* Exercise description:
How many separate lines of the data contain "below"? Give the count and nothing else.

* Input records:
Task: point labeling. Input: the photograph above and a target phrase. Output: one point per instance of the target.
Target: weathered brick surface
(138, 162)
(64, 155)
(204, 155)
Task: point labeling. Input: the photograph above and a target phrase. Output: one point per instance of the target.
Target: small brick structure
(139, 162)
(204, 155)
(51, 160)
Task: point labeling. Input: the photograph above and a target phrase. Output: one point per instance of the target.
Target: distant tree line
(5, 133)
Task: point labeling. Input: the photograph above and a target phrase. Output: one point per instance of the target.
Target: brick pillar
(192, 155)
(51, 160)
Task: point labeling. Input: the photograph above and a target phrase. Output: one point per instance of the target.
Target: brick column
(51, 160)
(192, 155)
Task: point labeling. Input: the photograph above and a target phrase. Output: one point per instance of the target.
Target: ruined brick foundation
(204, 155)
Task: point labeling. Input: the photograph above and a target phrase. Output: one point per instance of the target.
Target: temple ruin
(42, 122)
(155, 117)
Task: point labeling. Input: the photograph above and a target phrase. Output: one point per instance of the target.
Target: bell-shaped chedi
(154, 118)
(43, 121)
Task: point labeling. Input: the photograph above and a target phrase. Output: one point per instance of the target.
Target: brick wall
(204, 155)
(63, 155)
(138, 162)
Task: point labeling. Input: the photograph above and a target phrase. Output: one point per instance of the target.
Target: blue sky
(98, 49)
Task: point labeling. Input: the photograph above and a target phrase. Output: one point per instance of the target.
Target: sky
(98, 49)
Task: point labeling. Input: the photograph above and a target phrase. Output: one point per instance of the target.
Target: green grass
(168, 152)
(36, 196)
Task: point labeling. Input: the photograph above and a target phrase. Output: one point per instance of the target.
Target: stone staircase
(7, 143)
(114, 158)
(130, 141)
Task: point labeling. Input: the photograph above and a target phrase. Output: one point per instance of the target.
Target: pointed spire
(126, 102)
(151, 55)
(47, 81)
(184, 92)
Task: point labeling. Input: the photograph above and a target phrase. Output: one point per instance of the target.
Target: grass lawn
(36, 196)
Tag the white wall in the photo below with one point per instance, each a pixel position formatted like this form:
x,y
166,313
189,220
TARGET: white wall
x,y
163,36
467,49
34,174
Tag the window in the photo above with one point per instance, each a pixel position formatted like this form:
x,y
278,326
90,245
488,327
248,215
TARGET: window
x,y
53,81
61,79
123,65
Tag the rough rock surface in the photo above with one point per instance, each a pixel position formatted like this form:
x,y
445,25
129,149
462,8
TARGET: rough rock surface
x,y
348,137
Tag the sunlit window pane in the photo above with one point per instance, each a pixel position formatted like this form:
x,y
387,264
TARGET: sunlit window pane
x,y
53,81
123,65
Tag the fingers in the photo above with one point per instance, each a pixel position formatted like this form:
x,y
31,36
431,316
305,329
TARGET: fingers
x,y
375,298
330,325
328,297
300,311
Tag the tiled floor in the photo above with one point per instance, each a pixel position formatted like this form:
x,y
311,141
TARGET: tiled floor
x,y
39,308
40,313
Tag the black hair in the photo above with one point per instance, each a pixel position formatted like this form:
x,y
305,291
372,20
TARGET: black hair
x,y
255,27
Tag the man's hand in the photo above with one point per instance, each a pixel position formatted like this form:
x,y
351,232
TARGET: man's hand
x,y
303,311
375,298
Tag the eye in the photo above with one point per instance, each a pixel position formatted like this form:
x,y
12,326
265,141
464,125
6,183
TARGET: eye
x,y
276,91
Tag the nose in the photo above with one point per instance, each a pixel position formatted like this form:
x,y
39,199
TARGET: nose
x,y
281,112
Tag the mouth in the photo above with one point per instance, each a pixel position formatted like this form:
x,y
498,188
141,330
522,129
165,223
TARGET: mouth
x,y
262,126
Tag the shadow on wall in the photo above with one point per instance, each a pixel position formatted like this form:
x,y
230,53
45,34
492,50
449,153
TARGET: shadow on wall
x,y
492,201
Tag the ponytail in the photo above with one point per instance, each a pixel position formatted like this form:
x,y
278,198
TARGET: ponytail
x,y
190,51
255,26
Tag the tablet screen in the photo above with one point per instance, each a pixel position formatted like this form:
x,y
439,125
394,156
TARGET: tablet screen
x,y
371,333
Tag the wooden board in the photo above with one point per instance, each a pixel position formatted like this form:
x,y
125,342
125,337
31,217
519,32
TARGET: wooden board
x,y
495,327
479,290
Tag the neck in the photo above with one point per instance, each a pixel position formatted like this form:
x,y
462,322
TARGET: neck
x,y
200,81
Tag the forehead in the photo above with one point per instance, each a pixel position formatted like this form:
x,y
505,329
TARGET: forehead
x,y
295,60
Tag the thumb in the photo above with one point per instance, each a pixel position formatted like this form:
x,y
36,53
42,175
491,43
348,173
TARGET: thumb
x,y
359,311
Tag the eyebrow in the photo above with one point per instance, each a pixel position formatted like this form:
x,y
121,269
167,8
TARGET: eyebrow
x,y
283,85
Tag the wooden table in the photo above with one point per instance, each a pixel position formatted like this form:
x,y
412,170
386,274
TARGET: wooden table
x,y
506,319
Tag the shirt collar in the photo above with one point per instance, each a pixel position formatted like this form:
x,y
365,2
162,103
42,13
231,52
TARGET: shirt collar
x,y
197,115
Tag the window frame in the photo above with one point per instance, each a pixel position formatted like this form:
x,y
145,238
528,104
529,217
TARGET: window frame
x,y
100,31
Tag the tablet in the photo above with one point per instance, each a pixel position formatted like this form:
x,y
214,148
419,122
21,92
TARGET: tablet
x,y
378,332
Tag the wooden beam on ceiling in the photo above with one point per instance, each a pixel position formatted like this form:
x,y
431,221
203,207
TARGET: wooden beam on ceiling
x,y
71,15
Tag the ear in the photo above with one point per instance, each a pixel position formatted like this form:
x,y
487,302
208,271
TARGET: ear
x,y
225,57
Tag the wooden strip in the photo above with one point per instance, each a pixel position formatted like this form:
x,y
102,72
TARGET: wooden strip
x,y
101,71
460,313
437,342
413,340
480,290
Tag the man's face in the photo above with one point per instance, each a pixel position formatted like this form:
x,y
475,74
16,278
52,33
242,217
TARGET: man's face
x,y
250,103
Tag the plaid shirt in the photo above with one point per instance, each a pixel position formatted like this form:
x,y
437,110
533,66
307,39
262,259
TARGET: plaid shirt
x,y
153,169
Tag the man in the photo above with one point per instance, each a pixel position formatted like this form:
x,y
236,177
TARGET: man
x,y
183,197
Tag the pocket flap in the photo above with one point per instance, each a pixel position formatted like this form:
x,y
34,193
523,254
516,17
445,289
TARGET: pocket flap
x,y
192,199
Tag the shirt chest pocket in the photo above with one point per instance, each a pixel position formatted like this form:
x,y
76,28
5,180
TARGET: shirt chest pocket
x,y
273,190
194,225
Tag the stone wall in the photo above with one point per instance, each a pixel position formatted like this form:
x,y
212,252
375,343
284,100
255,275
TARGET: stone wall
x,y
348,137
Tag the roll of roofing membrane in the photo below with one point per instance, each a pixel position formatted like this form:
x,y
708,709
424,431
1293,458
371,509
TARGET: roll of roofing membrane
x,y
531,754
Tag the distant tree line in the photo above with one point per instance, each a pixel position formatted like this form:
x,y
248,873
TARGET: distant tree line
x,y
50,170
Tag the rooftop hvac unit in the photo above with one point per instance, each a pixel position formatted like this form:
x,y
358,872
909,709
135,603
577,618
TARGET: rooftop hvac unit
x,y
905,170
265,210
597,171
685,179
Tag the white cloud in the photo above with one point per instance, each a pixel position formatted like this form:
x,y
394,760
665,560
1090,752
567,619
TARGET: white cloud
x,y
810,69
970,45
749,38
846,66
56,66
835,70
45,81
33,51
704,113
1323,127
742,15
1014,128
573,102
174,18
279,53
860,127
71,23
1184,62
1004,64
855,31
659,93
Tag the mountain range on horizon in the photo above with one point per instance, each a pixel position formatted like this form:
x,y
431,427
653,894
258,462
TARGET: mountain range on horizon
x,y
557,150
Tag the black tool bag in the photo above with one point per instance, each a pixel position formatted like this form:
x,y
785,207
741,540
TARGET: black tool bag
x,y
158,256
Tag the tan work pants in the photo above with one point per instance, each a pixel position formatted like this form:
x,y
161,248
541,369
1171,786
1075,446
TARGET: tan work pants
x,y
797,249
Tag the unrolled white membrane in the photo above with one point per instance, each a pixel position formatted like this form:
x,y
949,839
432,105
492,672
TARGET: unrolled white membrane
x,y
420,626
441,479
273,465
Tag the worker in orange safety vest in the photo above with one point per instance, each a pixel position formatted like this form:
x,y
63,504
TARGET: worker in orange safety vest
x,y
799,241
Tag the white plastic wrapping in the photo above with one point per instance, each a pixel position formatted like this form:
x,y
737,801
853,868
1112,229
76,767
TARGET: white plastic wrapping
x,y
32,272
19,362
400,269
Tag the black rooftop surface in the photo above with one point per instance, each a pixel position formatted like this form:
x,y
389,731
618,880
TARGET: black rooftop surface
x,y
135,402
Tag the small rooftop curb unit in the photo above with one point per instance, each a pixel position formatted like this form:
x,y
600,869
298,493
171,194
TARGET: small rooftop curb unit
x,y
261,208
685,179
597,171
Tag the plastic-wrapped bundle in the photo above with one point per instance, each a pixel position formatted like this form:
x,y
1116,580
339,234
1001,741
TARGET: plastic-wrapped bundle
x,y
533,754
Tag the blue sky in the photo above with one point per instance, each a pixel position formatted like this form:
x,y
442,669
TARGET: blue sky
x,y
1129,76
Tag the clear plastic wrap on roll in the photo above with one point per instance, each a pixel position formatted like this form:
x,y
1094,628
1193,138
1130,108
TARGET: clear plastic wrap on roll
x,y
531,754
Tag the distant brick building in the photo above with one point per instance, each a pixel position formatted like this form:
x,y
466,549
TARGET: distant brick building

* Written solution:
2